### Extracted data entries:
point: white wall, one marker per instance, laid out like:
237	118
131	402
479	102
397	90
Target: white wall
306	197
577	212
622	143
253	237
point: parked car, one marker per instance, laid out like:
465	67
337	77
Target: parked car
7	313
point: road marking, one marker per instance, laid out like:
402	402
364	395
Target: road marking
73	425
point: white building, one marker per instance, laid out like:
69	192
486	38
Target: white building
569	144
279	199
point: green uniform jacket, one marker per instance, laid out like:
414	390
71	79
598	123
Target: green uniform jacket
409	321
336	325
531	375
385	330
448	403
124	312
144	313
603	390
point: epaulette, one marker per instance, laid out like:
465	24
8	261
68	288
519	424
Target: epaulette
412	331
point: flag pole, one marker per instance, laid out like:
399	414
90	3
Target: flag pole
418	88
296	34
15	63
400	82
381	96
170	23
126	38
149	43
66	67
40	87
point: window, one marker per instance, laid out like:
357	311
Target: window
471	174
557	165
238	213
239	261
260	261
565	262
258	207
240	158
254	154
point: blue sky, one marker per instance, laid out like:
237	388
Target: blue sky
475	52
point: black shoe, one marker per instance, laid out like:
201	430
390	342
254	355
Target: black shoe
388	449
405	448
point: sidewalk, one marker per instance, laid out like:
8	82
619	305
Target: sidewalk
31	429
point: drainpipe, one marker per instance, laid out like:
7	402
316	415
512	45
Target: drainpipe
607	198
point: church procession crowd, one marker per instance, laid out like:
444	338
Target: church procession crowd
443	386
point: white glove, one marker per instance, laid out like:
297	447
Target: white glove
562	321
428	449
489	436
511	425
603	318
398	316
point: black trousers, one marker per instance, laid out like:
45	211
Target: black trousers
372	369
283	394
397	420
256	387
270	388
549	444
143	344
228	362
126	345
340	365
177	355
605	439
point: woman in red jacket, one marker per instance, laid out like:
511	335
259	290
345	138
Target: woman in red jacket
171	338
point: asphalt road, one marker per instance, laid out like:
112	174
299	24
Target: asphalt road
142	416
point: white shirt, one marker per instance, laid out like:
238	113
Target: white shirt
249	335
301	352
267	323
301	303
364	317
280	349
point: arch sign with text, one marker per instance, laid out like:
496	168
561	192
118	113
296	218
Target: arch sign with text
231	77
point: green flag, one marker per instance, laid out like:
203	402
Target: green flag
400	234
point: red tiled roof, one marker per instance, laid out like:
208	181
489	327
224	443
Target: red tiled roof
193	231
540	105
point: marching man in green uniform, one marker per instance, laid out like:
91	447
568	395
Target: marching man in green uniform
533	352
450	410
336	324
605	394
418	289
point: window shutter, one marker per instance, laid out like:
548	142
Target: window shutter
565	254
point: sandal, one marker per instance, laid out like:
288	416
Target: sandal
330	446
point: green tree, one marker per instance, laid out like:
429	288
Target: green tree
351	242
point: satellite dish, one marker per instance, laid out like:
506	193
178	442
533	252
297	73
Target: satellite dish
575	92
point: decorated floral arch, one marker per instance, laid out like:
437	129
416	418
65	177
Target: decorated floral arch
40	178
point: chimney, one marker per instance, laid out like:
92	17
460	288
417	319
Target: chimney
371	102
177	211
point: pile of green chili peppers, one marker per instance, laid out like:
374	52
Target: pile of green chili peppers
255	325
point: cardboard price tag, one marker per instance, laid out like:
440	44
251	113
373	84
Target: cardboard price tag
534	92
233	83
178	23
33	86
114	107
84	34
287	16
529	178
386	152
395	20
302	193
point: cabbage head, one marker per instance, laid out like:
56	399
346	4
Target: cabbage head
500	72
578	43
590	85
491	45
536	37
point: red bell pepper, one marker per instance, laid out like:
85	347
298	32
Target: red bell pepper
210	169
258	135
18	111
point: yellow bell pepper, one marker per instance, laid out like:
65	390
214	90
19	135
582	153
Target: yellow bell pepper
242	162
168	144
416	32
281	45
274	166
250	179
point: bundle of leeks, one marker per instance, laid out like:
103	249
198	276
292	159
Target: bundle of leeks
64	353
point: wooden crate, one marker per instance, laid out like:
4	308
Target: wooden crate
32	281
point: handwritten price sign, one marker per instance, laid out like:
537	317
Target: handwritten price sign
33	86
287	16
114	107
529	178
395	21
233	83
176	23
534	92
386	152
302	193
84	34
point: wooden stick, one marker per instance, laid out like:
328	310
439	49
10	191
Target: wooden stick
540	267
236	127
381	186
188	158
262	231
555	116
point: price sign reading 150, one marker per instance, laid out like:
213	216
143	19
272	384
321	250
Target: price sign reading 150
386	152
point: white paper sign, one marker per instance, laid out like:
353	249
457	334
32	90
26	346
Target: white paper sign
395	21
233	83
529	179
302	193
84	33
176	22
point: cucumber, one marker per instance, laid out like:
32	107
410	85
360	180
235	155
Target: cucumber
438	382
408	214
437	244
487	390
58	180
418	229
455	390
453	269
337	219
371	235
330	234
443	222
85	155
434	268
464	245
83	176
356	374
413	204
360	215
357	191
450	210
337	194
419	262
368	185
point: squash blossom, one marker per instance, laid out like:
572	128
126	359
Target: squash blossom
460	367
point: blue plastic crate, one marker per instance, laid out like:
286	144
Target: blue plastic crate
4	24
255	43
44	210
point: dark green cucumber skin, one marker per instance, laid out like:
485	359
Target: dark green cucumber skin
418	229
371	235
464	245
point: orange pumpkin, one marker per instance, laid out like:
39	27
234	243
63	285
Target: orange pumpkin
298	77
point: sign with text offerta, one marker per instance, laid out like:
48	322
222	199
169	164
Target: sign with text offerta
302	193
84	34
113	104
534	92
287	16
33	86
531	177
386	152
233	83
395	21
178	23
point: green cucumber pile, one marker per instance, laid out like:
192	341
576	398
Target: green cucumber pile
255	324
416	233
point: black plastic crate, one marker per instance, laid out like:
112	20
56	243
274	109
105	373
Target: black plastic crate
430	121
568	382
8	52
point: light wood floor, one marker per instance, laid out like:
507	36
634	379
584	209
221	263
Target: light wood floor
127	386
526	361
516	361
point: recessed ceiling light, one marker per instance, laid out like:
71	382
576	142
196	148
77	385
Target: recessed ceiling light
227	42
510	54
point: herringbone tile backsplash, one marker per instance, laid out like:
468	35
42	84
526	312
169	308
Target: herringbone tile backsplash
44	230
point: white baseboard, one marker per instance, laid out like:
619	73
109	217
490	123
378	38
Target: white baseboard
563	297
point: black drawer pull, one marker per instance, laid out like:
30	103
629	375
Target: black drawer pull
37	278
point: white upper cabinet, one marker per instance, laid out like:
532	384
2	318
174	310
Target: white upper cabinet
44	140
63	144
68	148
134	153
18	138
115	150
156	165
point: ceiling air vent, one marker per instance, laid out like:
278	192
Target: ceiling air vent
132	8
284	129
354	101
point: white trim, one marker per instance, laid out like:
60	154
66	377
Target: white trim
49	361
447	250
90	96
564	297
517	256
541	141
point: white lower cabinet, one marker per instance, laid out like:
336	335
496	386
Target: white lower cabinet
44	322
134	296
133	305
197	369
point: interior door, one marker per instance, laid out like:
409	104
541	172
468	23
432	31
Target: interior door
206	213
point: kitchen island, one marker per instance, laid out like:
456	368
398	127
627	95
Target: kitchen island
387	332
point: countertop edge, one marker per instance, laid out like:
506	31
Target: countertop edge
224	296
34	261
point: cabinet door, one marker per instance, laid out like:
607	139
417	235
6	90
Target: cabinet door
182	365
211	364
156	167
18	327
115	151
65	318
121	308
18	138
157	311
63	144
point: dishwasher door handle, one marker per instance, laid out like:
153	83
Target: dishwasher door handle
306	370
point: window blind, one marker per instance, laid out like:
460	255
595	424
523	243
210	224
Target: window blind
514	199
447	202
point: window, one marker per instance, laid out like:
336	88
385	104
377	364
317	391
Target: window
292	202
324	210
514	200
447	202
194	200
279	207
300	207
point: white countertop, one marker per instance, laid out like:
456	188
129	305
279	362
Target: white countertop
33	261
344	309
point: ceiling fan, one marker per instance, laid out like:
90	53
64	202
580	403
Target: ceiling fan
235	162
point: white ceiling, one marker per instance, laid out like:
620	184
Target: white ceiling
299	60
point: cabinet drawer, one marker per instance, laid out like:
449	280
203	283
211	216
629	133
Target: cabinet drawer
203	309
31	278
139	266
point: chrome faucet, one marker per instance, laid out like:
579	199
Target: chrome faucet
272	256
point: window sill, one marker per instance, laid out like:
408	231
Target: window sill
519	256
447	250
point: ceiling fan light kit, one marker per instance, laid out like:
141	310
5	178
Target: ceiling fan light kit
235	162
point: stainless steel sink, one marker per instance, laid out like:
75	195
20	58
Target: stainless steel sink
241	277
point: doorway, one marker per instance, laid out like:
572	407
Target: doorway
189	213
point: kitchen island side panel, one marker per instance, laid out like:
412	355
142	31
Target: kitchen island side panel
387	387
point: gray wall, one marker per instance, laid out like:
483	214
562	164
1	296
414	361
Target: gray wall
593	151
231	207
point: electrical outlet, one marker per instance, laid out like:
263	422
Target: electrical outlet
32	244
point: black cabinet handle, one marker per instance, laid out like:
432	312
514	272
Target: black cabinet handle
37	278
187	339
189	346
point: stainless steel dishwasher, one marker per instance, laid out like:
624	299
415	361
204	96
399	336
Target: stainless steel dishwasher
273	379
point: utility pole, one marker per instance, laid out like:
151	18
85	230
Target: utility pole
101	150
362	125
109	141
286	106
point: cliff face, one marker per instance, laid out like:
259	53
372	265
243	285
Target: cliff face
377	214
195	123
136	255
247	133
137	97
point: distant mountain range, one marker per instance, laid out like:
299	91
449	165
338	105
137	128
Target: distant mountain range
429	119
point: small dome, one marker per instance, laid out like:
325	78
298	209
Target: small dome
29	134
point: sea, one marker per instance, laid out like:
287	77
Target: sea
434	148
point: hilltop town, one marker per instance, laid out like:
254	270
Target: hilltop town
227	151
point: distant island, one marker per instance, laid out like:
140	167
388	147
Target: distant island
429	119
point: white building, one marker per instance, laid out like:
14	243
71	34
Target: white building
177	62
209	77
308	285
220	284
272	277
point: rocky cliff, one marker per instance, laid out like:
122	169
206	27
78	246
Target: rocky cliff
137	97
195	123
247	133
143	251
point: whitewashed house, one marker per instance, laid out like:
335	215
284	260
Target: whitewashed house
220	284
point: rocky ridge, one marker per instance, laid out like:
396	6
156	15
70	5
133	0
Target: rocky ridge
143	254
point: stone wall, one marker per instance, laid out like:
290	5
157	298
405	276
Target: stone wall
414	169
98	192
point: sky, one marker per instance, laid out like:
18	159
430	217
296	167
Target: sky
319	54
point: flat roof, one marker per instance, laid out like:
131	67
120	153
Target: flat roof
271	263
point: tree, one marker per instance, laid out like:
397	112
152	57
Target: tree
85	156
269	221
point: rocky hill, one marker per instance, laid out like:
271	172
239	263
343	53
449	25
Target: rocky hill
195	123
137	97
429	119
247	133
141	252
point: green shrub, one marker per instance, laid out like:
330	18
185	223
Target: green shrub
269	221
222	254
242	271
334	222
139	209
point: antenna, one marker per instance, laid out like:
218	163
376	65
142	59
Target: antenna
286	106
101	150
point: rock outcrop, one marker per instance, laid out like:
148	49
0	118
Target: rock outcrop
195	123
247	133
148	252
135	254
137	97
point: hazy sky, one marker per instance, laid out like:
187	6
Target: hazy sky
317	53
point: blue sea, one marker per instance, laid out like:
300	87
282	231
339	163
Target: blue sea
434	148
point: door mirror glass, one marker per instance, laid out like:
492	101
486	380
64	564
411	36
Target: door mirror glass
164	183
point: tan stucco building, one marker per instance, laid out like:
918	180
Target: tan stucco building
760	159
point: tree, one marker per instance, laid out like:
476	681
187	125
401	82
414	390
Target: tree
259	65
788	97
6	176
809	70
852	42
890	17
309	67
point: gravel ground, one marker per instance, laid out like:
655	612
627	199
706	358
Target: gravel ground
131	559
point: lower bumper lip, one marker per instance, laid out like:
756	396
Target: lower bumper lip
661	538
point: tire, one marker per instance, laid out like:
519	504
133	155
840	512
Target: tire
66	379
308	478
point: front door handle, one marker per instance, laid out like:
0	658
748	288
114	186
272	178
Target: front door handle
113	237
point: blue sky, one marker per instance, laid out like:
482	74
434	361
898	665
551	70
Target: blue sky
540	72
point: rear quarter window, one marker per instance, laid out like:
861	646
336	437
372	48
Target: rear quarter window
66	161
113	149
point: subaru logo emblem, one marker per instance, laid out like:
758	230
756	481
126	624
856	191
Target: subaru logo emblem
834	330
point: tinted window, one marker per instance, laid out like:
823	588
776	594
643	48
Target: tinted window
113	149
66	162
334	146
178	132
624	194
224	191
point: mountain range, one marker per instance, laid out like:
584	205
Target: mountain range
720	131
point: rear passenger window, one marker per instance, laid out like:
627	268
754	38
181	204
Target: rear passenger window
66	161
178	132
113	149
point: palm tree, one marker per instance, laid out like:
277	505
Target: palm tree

### Action item:
Find the word "palm" in the data and show each line that holds it.

### Output of the task:
point: palm tree, one marker per instance, laid out like:
Target: palm tree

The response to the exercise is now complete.